### Okuma parçası
---
FIRINCI SULTASINDA NEOLİBERAL İPUÇLARI…
26 Subat 2021 11:30:13
TV’lerde ve gazetelerde küçük bir haberdi:
İstanbul’lu fırıncılar, ucuz ekmek satan İBB’ni, “haksız rekabet yaratıyor” diye valiliğe şikayet etmişler.
Liberal ekonomi modelinde fiyatların serbest piyasada belirlenmesi temel kuraldır. Ne devlet müdahale edecek, ne de belediyeler…
Liberal iktisatçılarımız da sık sık böyle yazarlar. Belediyelerin “ucuz” mal ve hizmet üretmesine karşı çıkarlar… Belediyeler ile devletin yoksullara gıda paketleri filan dağıtmasına da…
Oysa, fiyatların piyasa tarafından belirlendiği serbest rekabetçi kapitalizm öleli nerdeyse yüz yıl oldu. 20. Yüzyılın başlarından bu yana sermaye tekelleşti; gerek global, gerekse iç piyasalarda tekelci sermayenin borusu ötmeye başladı. Bunun pratikteki görünümü, neoliberal zincirin tüm halkalarında irili-ufaklı mal ve hizmet tekellerin doğması oldu. (Zincir marketlerin bakkalları yutup tekelleşmesi bunun çok bilinen bir örneğidir.) Rekabet her alanda hala var; ama bu, tekeller arasındaki düzenlenmiş bir rekabet.
---
### Veriler
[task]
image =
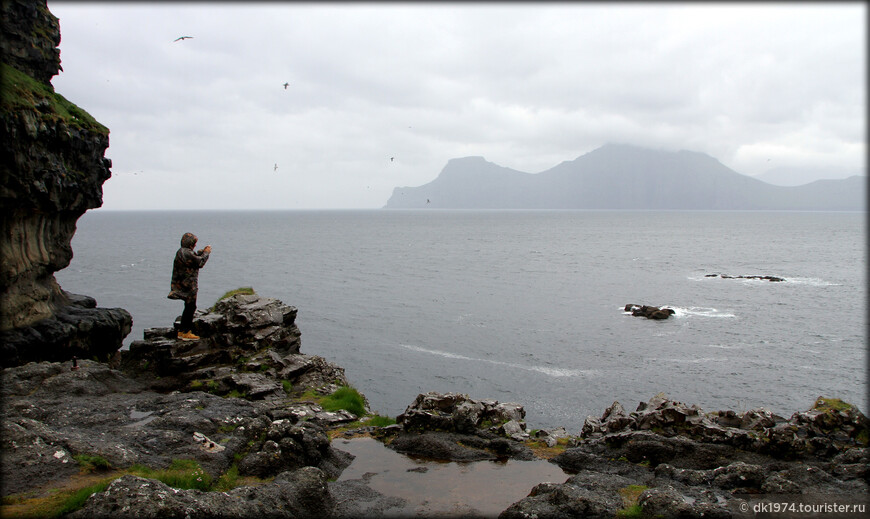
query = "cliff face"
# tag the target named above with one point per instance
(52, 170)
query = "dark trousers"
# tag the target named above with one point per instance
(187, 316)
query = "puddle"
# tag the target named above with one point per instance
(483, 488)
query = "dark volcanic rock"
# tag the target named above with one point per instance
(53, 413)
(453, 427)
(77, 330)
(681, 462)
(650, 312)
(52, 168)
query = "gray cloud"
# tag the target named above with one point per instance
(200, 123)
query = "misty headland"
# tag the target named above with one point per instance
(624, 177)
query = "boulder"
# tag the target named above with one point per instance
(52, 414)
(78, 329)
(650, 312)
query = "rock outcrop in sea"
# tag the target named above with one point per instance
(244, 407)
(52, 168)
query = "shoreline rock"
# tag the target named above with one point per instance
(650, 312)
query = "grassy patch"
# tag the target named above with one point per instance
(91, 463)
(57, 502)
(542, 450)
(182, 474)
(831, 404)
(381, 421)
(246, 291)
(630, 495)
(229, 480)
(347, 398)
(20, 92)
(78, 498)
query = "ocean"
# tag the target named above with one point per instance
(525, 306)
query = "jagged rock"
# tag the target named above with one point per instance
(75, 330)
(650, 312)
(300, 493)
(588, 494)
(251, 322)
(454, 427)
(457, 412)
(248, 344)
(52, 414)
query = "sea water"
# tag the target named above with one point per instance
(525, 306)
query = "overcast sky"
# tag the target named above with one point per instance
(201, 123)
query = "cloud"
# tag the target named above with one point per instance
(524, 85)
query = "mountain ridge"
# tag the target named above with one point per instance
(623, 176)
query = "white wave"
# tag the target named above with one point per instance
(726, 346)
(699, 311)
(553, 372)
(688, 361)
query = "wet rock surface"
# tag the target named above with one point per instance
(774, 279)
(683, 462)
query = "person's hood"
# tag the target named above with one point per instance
---
### Görev
Lütfen fırıncıların şikâyetini konu alan yazıdan "Liberal ekonomi modelinde" ile "düzenlenmiş bir rekabet." arasındaki bölümü, bu iki ifade de dahil olmak üzere kelimesi kelimesine aktarın.

### Görev yanıtı
Liberal ekonomi modelinde fiyatların serbest piyasada belirlenmesi temel kuraldır. Ne devlet müdahale edecek, ne de belediyeler…
Liberal iktisatçılarımız da sık sık böyle yazarlar. Belediyelerin “ucuz” mal ve hizmet üretmesine karşı çıkarlar… Belediyeler ile devletin yoksullara gıda paketleri filan dağıtmasına da…
Oysa, fiyatların piyasa tarafından belirlendiği serbest rekabetçi kapitalizm öleli nerdeyse yüz yıl oldu. 20. Yüzyılın başlarından bu yana sermaye tekelleşti; gerek global, gerekse iç piyasalarda tekelci sermayenin borusu ötmeye başladı. Bunun pratikteki görünümü, neoliberal zincirin tüm halkalarında irili-ufaklı mal ve hizmet tekellerin doğması oldu. (Zincir marketlerin bakkalları yutup tekelleşmesi bunun çok bilinen bir örneğidir.) Rekabet her alanda hala var; ama bu, tekeller arasındaki düzenlenmiş bir rekabet.